**ACTIVITY**: Return a word-for-word copy of the complete listing below.

**MATERIAL TO PROCESS**:
= Beginning of Section =

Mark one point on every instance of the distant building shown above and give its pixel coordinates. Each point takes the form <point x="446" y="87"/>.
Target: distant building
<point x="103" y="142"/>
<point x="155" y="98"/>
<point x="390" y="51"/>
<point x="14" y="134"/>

= End of Section =

**EXPECTED ANSWER**:
Mark one point on every instance of the distant building shown above and give its pixel coordinates. Each point takes the form <point x="446" y="87"/>.
Target: distant building
<point x="103" y="142"/>
<point x="155" y="98"/>
<point x="390" y="51"/>
<point x="14" y="134"/>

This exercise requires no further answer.